§ **Goal of the exercise**:
Can you update the material below so that "One point per instance" becomes "A single point for each instance" in every record, with everything else left as is? Leave the pictures out of your answer.

[Material shown start]

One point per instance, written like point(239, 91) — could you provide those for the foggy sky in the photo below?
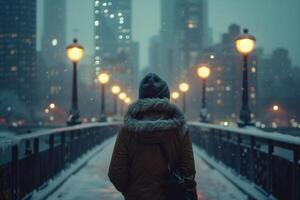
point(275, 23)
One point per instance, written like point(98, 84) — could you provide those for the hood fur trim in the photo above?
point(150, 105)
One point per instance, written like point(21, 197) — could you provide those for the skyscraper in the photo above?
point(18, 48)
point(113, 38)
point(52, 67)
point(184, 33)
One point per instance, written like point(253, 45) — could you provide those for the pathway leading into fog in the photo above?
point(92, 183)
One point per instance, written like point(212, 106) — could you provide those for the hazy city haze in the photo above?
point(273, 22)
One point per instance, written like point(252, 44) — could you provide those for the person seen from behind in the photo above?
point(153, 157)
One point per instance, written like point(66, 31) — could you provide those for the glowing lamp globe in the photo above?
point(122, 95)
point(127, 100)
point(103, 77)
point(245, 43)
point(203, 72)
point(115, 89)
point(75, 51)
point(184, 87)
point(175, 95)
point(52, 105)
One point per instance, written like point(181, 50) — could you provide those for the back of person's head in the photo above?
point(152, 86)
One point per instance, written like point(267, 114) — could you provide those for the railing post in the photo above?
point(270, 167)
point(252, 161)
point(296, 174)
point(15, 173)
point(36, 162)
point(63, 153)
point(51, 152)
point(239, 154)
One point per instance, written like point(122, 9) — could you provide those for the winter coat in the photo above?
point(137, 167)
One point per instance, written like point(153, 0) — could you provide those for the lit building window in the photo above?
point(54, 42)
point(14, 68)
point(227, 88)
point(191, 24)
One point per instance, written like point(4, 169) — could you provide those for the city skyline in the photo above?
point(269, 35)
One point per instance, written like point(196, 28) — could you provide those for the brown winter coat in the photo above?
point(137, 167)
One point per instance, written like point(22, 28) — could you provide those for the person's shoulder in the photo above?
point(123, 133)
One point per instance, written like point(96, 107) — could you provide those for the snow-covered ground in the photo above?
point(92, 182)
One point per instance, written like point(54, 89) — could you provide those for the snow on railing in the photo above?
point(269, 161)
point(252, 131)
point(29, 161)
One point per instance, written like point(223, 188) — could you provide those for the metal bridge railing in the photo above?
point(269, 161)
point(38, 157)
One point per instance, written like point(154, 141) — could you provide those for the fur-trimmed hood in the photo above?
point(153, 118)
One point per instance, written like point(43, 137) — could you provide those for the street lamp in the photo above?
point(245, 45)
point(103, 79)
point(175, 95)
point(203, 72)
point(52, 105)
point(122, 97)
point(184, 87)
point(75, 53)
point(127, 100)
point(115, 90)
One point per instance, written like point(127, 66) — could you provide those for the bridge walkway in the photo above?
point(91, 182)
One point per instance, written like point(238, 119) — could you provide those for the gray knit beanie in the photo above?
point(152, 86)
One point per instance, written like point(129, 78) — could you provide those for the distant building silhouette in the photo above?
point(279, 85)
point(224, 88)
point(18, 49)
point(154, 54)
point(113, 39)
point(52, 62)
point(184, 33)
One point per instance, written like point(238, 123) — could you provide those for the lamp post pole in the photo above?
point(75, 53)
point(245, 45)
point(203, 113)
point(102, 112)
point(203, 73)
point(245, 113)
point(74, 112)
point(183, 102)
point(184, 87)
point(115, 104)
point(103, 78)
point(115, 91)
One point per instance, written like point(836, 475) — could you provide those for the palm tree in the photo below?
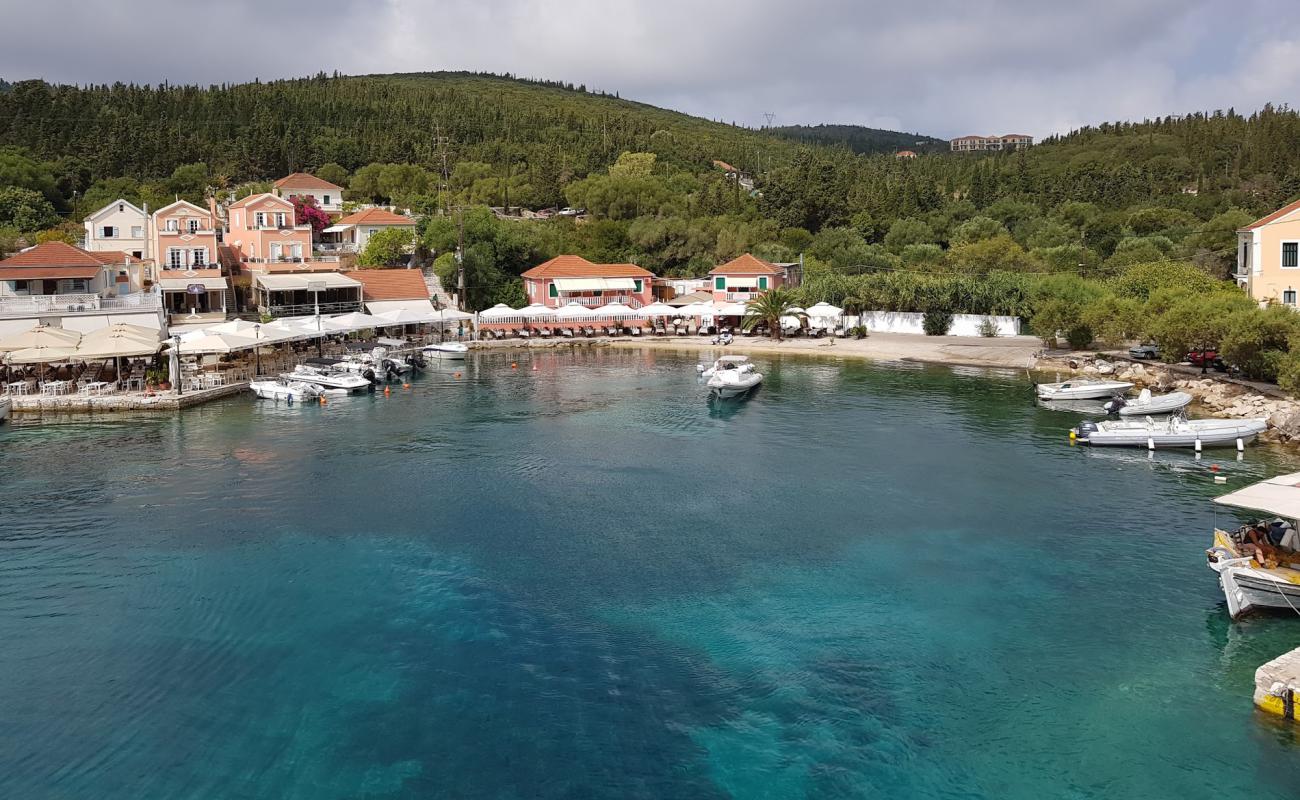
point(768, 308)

[Material shown end]

§ **Answer in full**:
A single point for each instance, written like point(239, 91) — could you provide those for the foggy sky in the photo below?
point(275, 23)
A single point for each instance, written like point(98, 84) — could you provide those for the hood fur trim in the photo above?
point(150, 105)
A single point for each instance, written like point(21, 197) — could you provide those for the skyscraper in the photo above?
point(18, 48)
point(113, 38)
point(52, 67)
point(184, 33)
A single point for each instance, written like point(253, 45) — could you provide those for the pathway leading into fog in the photo above?
point(92, 183)
A single point for each instance, written like point(212, 106) — could you provide those for the hazy city haze in the photo above?
point(273, 22)
A single point for each instance, written like point(252, 44) — could you provide those for the person seen from behind in the photo above?
point(153, 157)
A single point for each instance, written like point(66, 31) — could you provide those for the glowing lamp globe in the photo above?
point(122, 95)
point(127, 100)
point(103, 77)
point(245, 43)
point(203, 72)
point(115, 89)
point(75, 51)
point(184, 87)
point(175, 95)
point(52, 105)
A single point for each instance, written like point(181, 50) — could you provide those for the back of person's head in the photo above?
point(152, 86)
A single point for each instance, written like point(267, 114) — could you provide those for the railing post in the photo above?
point(270, 167)
point(252, 161)
point(296, 174)
point(15, 173)
point(36, 162)
point(63, 153)
point(51, 152)
point(239, 154)
A single point for each instance, written like point(122, 9) — could you provide those for the winter coat in the photo above?
point(137, 167)
A single point for each instance, written like point(153, 0) — could you provide those for the lit building window in the photo above?
point(54, 42)
point(14, 68)
point(227, 88)
point(191, 24)
A single point for each instance, written like point(4, 169) — could you provide those for the city skyline in the photo above?
point(269, 35)
A single point for each instance, written like point(196, 28) — could you provide those for the brown winter coat in the photo above?
point(137, 167)
A single point for each instance, written like point(22, 28) — could you provide those for the person's shoulder in the photo above?
point(123, 133)
A single point for each instance, written like point(96, 107) — could you provide those for the snow-covered ground in the photo above?
point(92, 182)
A single point for each instance, written like point(54, 89) — could you provide those for the snow on railing in the photo above?
point(269, 161)
point(252, 131)
point(29, 161)
A single point for each instance, written like point(223, 188) — could you provide those for the metal bridge railing in the photo above?
point(269, 161)
point(38, 157)
A single point for each instance, written like point(154, 141) — could you provide those for the fur-trimmed hood in the photo above?
point(153, 118)
A single point for each instance, written like point(43, 137) — could you provide those for the street lamp in the photo above?
point(245, 45)
point(103, 79)
point(175, 95)
point(203, 72)
point(52, 105)
point(122, 97)
point(184, 87)
point(75, 53)
point(127, 100)
point(115, 90)
A single point for each instance, written like point(127, 66) — could you provide those for the bridge walkway in the photo above?
point(91, 182)
A single point for each instance, written like point(238, 119) — could you provide those for the gray knit beanie in the photo above?
point(152, 86)
A single point for each instance, written like point(129, 78) — could you provide those for the distant building silhouette in the photo above?
point(279, 85)
point(224, 88)
point(18, 49)
point(154, 54)
point(113, 39)
point(52, 62)
point(184, 33)
A single point for each instance, written like point(238, 123) — could you provide those for the lamp post pole in the photo above?
point(75, 53)
point(245, 45)
point(203, 113)
point(102, 112)
point(203, 73)
point(245, 113)
point(74, 112)
point(183, 102)
point(184, 87)
point(115, 104)
point(103, 78)
point(115, 91)
A single point for each instance, written like point(836, 475) — could you provide those for the palm tree in the photo below?
point(768, 308)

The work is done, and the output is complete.